- **Your instructions**
Search the records below for the string "point" and copy each line where it turns up.

———

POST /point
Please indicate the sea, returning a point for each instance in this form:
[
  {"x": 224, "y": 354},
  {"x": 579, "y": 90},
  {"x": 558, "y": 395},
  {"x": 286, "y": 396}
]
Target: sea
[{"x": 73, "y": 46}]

———

- **Your response**
POST /point
Please indicate the sea, returning a point for each instance in this form:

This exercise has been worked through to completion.